→ Texto base
Roberto
Arlt que efectúa en uno de sus Aguafuertes
la apología del vagabundeo por la ciudad de Buenos Aires, de ese deambular sin
rumbo fijo por sus calles, ese paseo en los rostros de sus transeúntes
desprevenidos, seguramente habrá andado por nuestro barrio y esa flotación baudeleriana lo habrá llevado
a recorrer con detenimiento la clave de la ciudad hostil. La conclusión a la
que arriba Roberto Arlt es que hay que encontrar “todo ese universo encerrado
en las calles de su ciudad”. Las caminatas literarias por el barrio de
Constitución configuraron y lo siguen haciendo, uno de los paseos más
perdurables que se reflejan en muchas páginas de la literatura argentina, como
si su atmósfera fuera tan particular, que motivó el empeño de los escritores
que merodearon por sus calles, y hubieran encontrado allí, una especie de imán,
que movilizara el sentido de una ficción múltiple e irradiante.

→ Entradas proporcionadas

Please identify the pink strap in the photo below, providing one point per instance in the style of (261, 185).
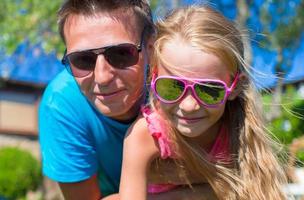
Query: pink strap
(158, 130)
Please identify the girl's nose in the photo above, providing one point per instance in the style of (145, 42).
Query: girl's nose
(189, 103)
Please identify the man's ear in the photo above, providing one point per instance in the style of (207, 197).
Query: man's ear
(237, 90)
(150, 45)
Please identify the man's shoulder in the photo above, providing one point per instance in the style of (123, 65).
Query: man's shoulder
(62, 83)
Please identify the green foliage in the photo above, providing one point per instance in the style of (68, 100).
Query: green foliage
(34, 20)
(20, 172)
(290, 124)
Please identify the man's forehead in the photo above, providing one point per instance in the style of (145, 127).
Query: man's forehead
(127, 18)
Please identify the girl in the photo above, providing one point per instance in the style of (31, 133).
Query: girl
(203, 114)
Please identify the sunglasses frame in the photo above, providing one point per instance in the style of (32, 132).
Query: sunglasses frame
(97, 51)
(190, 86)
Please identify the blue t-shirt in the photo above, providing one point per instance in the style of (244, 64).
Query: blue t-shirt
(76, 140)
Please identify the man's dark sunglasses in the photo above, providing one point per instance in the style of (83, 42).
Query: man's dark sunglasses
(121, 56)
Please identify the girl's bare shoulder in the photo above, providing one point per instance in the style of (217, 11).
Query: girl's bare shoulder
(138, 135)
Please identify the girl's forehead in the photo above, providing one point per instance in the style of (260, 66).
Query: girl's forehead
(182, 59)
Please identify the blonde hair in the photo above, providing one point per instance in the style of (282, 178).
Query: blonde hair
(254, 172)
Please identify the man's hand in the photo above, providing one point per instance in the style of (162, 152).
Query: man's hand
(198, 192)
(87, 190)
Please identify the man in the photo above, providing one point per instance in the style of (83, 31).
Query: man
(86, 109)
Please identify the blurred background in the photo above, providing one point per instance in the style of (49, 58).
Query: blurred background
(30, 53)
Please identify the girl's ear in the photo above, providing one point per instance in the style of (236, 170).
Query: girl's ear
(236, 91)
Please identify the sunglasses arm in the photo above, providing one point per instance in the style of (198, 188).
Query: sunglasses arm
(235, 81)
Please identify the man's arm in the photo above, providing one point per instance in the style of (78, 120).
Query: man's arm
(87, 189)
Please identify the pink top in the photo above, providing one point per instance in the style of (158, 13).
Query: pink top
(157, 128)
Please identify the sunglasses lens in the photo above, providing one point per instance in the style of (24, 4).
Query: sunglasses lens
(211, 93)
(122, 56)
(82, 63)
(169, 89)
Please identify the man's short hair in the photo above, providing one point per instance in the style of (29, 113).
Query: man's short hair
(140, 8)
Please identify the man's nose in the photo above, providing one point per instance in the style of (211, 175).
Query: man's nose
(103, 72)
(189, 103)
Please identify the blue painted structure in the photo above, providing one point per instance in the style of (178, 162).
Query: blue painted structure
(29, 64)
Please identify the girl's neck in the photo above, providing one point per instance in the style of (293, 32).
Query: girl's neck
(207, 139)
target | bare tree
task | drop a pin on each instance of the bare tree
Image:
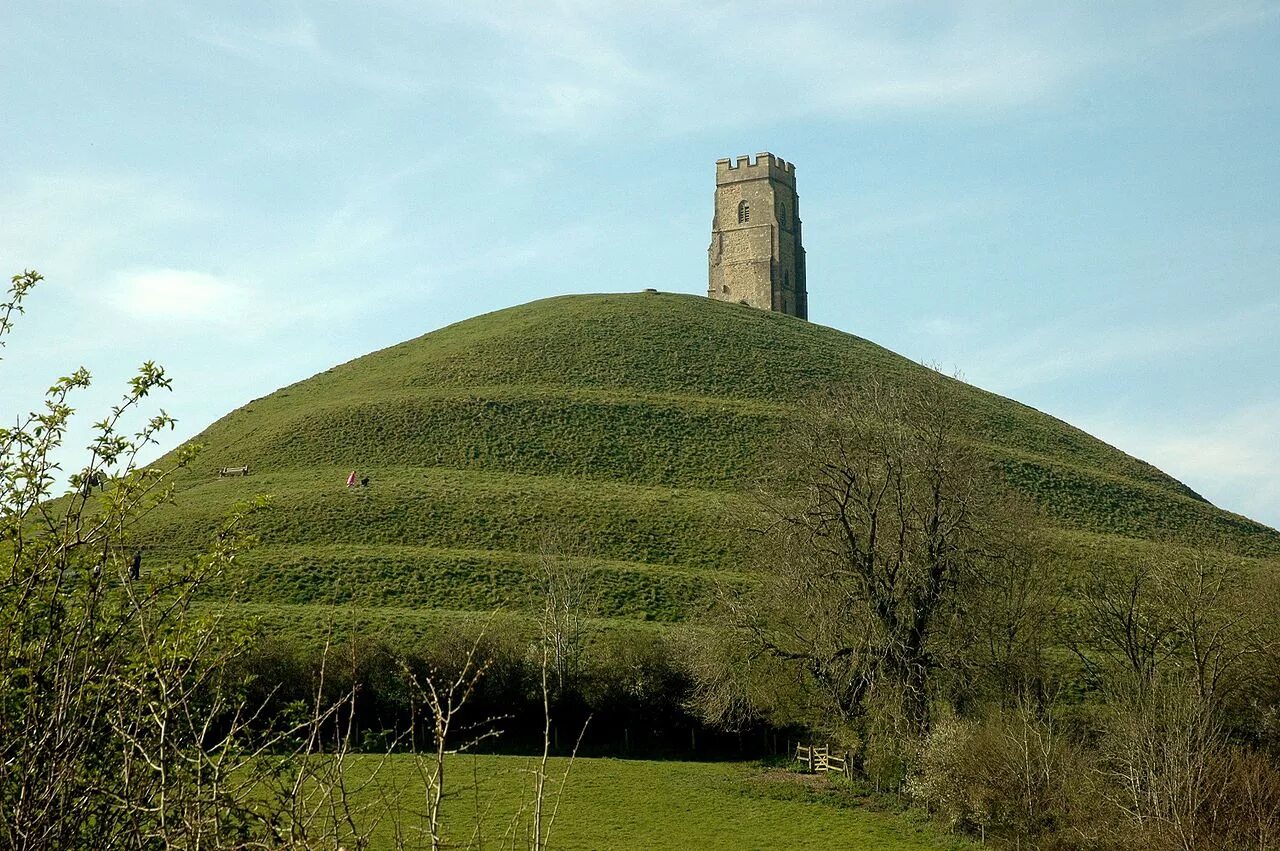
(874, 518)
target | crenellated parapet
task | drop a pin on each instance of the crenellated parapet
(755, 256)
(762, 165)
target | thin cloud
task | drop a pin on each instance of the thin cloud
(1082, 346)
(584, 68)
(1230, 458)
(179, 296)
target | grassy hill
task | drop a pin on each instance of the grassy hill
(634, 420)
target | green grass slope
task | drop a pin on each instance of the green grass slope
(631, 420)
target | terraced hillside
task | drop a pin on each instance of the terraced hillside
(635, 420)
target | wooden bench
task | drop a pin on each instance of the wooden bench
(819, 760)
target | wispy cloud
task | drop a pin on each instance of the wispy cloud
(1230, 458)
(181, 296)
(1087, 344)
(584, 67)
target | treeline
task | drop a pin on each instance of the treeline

→ Consignas del ejercicio
- a) En el texto sobre el barrio de Constitución, ¿a qué conclusión llega Roberto Arlt?
- b) Cuenta cuántas líneas de las entradas contienen la palabra "target" y responde solo con el número.

→ Lista de respuestas
- a) Que hay que encontrar “todo ese universo encerrado en las calles de su ciudad”.

- b) 9